◆ Texte fourni ◆
Le meurtre de Siegfried
 
Die Nibelungen, Fritz Lang.

Alors le meurtre de Sigurd / Siegfried... là on va rigoler. Enfin non, on ne pas vraiment rigoler, encore que si. Deux versions principales existent, au point d'ailleurs que l'Edda Poétique fasse mention des deux, en mode "ici on raconte ceci, mais les Allemands racontent cela." C'est dire comme les deux ont eu un impact fort. Soit Sigurd est assassiné dans sa chambre, au lit, soit on tue Siegfried en forêt. Le Nornagests Þáttr emploie d'ailleurs le même procédé, et si Norna Gest - qui raconte l'histoire - dit préférer la version scandinave (meurtre dans le lit), il mentionne également la version "allemande".

Puisque c'est la favorite de ce bon vieux Gest, commençons avec la version Kaamelot (au lit et avec de l'humour).
 
La version plumard.

◆ Exercices ◆
**1)** Reproduisez intégralement le texte sur le meurtre de Siegfried, sans y changer un seul mot.
**2)** Recopiez à l'identique toutes les lignes des entrées ci-dessous, s'il vous plaît.

◆ Lignes de données ◆
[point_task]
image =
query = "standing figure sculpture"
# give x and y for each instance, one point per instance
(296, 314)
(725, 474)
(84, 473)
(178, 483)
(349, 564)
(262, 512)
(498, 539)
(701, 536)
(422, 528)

◆ Réponses par exercice ◆
**1)**
Le meurtre de Siegfried
 
Die Nibelungen, Fritz Lang.

Alors le meurtre de Sigurd / Siegfried... là on va rigoler. Enfin non, on ne pas vraiment rigoler, encore que si. Deux versions principales existent, au point d'ailleurs que l'Edda Poétique fasse mention des deux, en mode "ici on raconte ceci, mais les Allemands racontent cela." C'est dire comme les deux ont eu un impact fort. Soit Sigurd est assassiné dans sa chambre, au lit, soit on tue Siegfried en forêt. Le Nornagests Þáttr emploie d'ailleurs le même procédé, et si Norna Gest - qui raconte l'histoire - dit préférer la version scandinave (meurtre dans le lit), il mentionne également la version "allemande".

Puisque c'est la favorite de ce bon vieux Gest, commençons avec la version Kaamelot (au lit et avec de l'humour).
 
La version plumard.

**2)**
[point_task]
image =
query = "standing figure sculpture"
# give x and y for each instance, one point per instance
(296, 314)
(725, 474)
(84, 473)
(178, 483)
(349, 564)
(262, 512)
(498, 539)
(701, 536)
(422, 528)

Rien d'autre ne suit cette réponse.